● GIVEN TASK A: From the data modeling message, reproduce word for word the passage that begins at the words "From: Bill Pass" and ends after the words "even worse disaster...".
● GIVEN TASK B:
Answer these questions about the data modeling message:
(i) At what kind of company has the writer consulted a number of times?
(ii) What does the writer name as one approach to mitigate the problem with the name/value pair approach?
(iii) What happened to the project before the writer got much further with that approach?

━━━━━ TEXT PASSAGE ━━━━━

From: Bill Pass <wbpass_at_yahoo.com>
Date: Fri, 03 May 2002 06:53:28 -0800
Message-ID: <F001.00457401.20020503065328@fatcity.com>

Ok. Since we are telling old stories around the campfire and at the risk of extending this thread even more, here are my 2bit stories :)

Absolutely positively you must have RI on any tranactional system critial to your bussiness. If someone recommends otherwise, politely disagree then run if they go that way anyway. I have consulted at a number of Telcos and the biggest problem is data integrity. Combine this with no RI at a database level and you are looking at an even worse disaster...

On the otherside of the coin the name/value pair (NVP) approach to data modeling is extremely flexible. I have designed several systems with varying degrees of success using this data modeling approach. It closes models OO within a relational database. You create an object relational model with object definitions and instances of those objects. You can implement something like this with very few objects (object definition, attribute definition, object instance, attribute instance).

Like I said it is very flexible and you can model anything in a very dynamic manner without the need to spend alot of time recoding (if you layer a meta-data driven GUI on top of this). The problem as Tim indicated is that it is almost impossible to denormalize data out of this into something meaningful without joining the same tables to themselves and performing union operators all over the place.

One approach to mitigate this problem is to use nested tables for the attributes. I did some experimentation with this approach that looked promising, but the project got killed before we got much further. Essentially, you can flatten the attributes associated with an object from a nested table using a view. You could dynamically regenerate the views (smells like Remedy) based on the definitions in the definition hierarchy to get a data model that is meaningful to real people (instead of us tech heads).

━━━━━ RECORDS PROVIDED ━━━━━

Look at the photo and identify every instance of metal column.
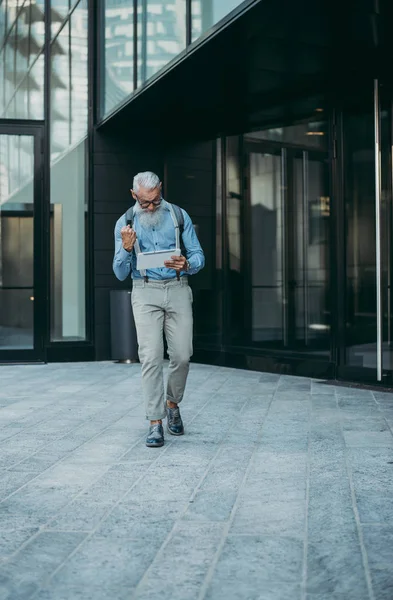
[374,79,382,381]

━━━━━
━━━━━ RECORDS PROVIDED ━━━━━

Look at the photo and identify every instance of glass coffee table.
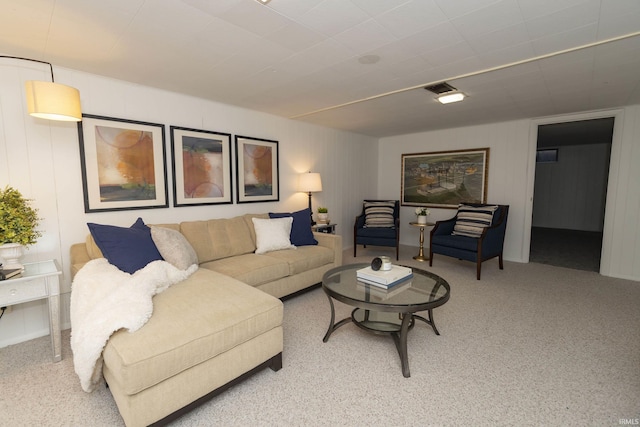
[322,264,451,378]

━━━━━
━━━━━ RECORDS PROVIDED ━━━━━

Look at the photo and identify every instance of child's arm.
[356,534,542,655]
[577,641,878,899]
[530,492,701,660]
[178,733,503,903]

━━━━━

● SOLUTION A:
From: Bill Pass <wbpass_at_yahoo.com>
Date: Fri, 03 May 2002 06:53:28 -0800
Message-ID: <F001.00457401.20020503065328@fatcity.com>

Ok. Since we are telling old stories around the campfire and at the risk of extending this thread even more, here are my 2bit stories :)

Absolutely positively you must have RI on any tranactional system critial to your bussiness. If someone recommends otherwise, politely disagree then run if they go that way anyway. I have consulted at a number of Telcos and the biggest problem is data integrity. Combine this with no RI at a database level and you are looking at an even worse disaster...

● SOLUTION B:
(i) Telcos.
(ii) Using nested tables for the attributes.
(iii) The project got killed.